Copy the data below line for line, keeping every character unchanged.

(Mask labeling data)
++++++

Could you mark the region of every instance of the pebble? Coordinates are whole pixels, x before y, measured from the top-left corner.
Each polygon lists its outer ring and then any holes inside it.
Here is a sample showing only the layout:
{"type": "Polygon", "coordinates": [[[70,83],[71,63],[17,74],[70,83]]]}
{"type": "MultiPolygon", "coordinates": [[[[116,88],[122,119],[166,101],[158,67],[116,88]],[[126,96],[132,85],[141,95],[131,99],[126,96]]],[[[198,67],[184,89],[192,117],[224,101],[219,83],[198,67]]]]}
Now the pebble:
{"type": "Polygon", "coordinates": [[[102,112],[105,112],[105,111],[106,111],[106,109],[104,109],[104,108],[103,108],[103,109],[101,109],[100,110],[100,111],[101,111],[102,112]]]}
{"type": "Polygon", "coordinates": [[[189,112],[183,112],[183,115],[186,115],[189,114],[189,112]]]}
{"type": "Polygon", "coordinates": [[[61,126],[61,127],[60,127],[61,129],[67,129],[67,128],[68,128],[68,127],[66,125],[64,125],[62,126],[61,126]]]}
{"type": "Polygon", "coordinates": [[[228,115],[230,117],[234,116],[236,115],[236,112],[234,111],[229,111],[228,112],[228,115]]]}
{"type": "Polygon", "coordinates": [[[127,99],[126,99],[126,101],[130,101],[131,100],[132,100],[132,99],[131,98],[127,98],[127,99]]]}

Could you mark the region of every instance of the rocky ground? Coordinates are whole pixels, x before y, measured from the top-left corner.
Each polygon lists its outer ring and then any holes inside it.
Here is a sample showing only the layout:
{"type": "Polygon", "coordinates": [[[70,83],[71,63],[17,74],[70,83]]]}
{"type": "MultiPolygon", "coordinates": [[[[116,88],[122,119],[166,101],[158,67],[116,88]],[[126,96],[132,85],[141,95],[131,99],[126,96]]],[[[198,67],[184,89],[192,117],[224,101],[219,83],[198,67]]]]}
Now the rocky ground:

++++++

## Output for this task
Could you mark the region of every instance of the pebble? Coordinates are whole pixels, x before y, measured from the top-left corner.
Each polygon lists its outer ring and then any holes inside it.
Here is a sample showing only the layout:
{"type": "Polygon", "coordinates": [[[70,83],[71,63],[17,74],[70,83]]]}
{"type": "MultiPolygon", "coordinates": [[[[116,88],[122,119],[166,101],[158,67],[116,88]],[[126,96],[132,85],[141,95],[131,99],[126,96]]],[[[198,67],[184,89],[192,117],[224,101],[219,83],[198,67]]]]}
Now the pebble:
{"type": "Polygon", "coordinates": [[[102,112],[105,112],[105,111],[106,111],[106,109],[104,109],[104,108],[103,108],[103,109],[101,109],[100,110],[100,111],[101,111],[102,112]]]}
{"type": "Polygon", "coordinates": [[[189,112],[183,112],[183,115],[186,115],[189,114],[189,112]]]}
{"type": "Polygon", "coordinates": [[[61,126],[61,127],[60,127],[61,129],[67,129],[67,128],[68,128],[68,127],[66,125],[64,125],[62,126],[61,126]]]}
{"type": "Polygon", "coordinates": [[[228,115],[230,117],[234,116],[236,115],[236,112],[234,111],[229,111],[228,112],[228,115]]]}
{"type": "Polygon", "coordinates": [[[127,99],[126,99],[126,101],[130,101],[131,100],[132,100],[132,99],[131,98],[127,98],[127,99]]]}

Could you mark the region of every instance of the rocky ground? Coordinates are whole pixels, x before y, measured from the top-left corner.
Each polygon lists its outer ring and then any holes inside it.
Here is a sample showing only the layout:
{"type": "Polygon", "coordinates": [[[70,83],[71,63],[17,74],[70,83]]]}
{"type": "MultiPolygon", "coordinates": [[[[116,88],[122,119],[166,101],[158,67],[116,88]],[[126,96],[132,85],[141,95],[131,99],[126,96]]],[[[198,67],[184,89],[192,117],[224,101],[219,83],[198,67]]]]}
Now the rocky ground:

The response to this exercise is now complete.